▶ [Tasks to complete]:
a) Answer these questions about the cruise ship passage, one line each, with answers marked the same way:
(i) What drink did the narrator order at the Crew Bar?
(ii) What job does Randy do on the ship?
(iii) What age range do the British dancers mostly fall into?
b) Can you quote everything in the cruise ship passage from "Some people come" down to "for a while."?
c) Which nationalities does the cruise ship passage mention?
Segment Start: Extract to read
And so the conversation proceeded to us counting the amount of women he slept with, the nationalities involved and with whom he was involved with (in regards to the previous ship we worked on). Yes, it was all gossip. I feel awful indulging in it but it was nonetheless lighthearted and hilarious. I don’t know if he detected the hint of sarcasm in my tone.

Having said that, I think he deserves credit in being non-pretentious. It was refreshing to see someone so honest about his sex life. He wasn’t in any way bragging but more like throwing it out on the table as if it were casual facts. I like the fact that he could talk about it so easily and seemed to appreciate these girls that he had been with. I don’t know if he was a heartbreaker but whatever it is, I’m not in the position to judge him. Why the moral uppity? He wasn’t asking me to condone his behavior; neither was he trying to preach the benefits of being sexually active.

He merely shared and I listened.

“ So what are you doing later tonight again?”

“Don’t even think about it.”

My little misadventure did evoke some cravings for alcohol so I went to the Crew Bar and got myself a glass of Campari Soda. For the uninitiated, it’s an aperitif drink that Italians would have before food. It’s potent, taste a little like cough medicine and cheap. 0.48 Euro cents.

Some people come and go but I hung around to speak to Randy, the Phillipino Crew Bartender. Niice chap; friendly and easy-going. Genuinely interested in listening to people. Some guys from the engine stopped by. They usually have do me a look over and then decided that I’m not worth their time…. I don’t speak Italian and they can’t be bothered to do the whole sign language thingy unless I’m a carbon copy of Angelina Jolie. It’s all very functional. They come to the ship to work, and if they need women to share the bed with them, they’ll ask. But forget about friendships and chats. They don’t need that. Nonetheless, one stayed back to talk to Randy and after, finding out that I spoke some Italian, we continued chatting for a while.

The fact is that, if you don’t speak Italian on this ship, then you’re practically hopeless. Speaking English gets you nowhere unless you just want to hang out with the British dancers who are all mainly 18-21 years old. The ship is large enough to have everyone form nationality or language cliques. You are not forced to use another language because there’ll be enough people in your department who speaks your native tongue. It’s a shame but that’s how it is.
Segment End: Extract to read
Segment Start: Data for analysis
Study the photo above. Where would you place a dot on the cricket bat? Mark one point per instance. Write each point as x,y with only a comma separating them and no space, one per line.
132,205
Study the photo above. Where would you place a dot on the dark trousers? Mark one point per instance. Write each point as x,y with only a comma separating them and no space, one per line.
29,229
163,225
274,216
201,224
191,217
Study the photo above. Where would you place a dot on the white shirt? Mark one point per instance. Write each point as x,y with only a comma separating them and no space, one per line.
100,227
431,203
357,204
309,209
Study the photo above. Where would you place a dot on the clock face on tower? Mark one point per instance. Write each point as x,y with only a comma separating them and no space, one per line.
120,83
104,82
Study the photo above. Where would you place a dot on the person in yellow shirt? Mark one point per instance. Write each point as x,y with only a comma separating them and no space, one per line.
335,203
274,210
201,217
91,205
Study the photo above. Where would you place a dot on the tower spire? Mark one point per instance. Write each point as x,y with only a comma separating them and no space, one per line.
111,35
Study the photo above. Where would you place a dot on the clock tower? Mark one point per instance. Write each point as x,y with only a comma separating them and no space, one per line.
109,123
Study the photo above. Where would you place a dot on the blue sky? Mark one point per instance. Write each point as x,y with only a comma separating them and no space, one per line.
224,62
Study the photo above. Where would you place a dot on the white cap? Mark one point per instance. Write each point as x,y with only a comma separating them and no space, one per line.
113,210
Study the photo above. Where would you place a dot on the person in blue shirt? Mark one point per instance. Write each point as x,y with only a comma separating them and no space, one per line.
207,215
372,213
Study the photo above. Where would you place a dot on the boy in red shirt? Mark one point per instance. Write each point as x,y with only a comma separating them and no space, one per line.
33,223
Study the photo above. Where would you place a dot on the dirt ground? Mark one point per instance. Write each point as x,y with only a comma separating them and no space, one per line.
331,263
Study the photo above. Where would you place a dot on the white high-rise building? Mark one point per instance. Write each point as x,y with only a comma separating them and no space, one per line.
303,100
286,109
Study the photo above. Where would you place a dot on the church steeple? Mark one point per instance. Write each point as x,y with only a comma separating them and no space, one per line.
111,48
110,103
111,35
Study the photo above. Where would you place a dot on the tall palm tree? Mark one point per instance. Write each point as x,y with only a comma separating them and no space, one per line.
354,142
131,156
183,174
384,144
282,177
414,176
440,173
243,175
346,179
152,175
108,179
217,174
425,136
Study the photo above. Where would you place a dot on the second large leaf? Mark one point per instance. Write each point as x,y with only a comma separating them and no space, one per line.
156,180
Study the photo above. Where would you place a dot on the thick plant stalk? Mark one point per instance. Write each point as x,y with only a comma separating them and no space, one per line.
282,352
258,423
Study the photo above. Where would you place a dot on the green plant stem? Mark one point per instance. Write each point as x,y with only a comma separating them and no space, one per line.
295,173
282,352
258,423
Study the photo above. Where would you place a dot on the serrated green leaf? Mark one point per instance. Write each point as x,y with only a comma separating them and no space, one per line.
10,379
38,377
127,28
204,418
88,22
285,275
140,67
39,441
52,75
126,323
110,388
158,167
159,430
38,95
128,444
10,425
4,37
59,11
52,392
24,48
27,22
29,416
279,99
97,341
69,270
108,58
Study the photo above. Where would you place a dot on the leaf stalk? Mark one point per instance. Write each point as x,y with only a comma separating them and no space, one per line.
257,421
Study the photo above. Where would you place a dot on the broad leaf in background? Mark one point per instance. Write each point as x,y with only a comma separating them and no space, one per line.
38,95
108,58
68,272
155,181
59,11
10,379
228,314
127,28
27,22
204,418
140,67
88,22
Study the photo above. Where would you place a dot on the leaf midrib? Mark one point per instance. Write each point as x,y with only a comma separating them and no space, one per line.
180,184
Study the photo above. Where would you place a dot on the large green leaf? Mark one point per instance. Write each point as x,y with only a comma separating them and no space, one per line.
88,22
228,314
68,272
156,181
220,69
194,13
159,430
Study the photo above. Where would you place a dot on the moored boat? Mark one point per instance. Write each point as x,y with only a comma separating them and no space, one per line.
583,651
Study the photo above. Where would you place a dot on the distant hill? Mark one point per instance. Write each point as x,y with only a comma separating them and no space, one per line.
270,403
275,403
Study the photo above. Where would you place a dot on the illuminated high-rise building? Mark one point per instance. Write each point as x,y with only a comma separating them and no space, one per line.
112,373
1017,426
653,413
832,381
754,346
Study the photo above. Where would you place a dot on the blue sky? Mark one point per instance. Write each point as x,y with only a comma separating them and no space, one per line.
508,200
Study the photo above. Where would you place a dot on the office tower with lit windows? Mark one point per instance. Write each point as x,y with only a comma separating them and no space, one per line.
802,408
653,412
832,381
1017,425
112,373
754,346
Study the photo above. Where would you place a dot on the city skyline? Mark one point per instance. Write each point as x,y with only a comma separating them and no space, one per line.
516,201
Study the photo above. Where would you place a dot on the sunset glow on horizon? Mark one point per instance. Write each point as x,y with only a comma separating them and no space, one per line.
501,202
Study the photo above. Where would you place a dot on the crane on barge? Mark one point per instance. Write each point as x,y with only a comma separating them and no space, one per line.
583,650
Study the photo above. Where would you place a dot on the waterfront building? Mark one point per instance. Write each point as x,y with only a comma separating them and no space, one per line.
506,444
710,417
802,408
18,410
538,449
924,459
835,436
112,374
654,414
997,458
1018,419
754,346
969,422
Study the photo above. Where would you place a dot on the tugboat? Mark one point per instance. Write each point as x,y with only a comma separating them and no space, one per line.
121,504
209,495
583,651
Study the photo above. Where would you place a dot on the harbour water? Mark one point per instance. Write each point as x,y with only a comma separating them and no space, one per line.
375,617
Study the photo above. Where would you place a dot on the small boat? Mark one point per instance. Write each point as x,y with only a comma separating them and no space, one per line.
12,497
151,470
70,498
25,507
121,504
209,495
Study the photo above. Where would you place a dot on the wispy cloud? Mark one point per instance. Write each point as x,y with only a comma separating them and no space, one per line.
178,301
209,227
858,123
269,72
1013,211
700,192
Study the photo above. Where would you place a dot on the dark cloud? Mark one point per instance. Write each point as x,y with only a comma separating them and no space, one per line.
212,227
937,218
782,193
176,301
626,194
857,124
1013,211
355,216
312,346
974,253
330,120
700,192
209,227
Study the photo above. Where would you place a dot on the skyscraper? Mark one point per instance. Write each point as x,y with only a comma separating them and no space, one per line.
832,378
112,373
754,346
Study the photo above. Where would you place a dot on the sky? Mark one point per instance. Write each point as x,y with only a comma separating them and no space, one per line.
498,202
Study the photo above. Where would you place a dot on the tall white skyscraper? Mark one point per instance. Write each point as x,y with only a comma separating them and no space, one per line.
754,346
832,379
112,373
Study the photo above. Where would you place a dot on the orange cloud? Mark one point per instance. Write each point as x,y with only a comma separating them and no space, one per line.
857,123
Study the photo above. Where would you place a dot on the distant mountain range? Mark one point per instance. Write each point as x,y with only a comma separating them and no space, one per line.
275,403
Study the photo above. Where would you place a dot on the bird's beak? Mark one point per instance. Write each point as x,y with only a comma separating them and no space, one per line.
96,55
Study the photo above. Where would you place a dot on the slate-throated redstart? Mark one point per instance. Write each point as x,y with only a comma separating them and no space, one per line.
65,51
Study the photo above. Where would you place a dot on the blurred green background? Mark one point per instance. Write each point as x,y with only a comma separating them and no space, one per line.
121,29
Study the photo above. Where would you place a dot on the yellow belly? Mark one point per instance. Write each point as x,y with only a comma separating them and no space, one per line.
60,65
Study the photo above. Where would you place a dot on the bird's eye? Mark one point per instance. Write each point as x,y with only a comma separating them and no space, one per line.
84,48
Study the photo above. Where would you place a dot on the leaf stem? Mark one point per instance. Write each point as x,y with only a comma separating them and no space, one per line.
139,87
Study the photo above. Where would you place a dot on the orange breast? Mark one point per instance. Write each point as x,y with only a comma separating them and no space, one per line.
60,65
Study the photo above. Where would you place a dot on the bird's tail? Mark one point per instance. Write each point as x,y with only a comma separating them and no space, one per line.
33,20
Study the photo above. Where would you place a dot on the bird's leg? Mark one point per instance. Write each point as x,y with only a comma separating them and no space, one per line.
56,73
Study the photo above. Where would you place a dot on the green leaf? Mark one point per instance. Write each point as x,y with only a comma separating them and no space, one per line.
Segment End: Data for analysis
▶ [Task answers]:
a)
(i) A glass of Campari Soda.
(ii) He is the Crew Bartender.
(iii) Mainly 18 to 21 years old.

b)
Some people come and go but I hung around to speak to Randy, the Phillipino Crew Bartender. Niice chap; friendly and easy-going. Genuinely interested in listening to people. Some guys from the engine stopped by. They usually have do me a look over and then decided that I’m not worth their time…. I don’t speak Italian and they can’t be bothered to do the whole sign language thingy unless I’m a carbon copy of Angelina Jolie. It’s all very functional. They come to the ship to work, and if they need women to share the bed with them, they’ll ask. But forget about friendships and chats. They don’t need that. Nonetheless, one stayed back to talk to Randy and after, finding out that I spoke some Italian, we continued chatting for a while.

c) Italian, Phillipino, British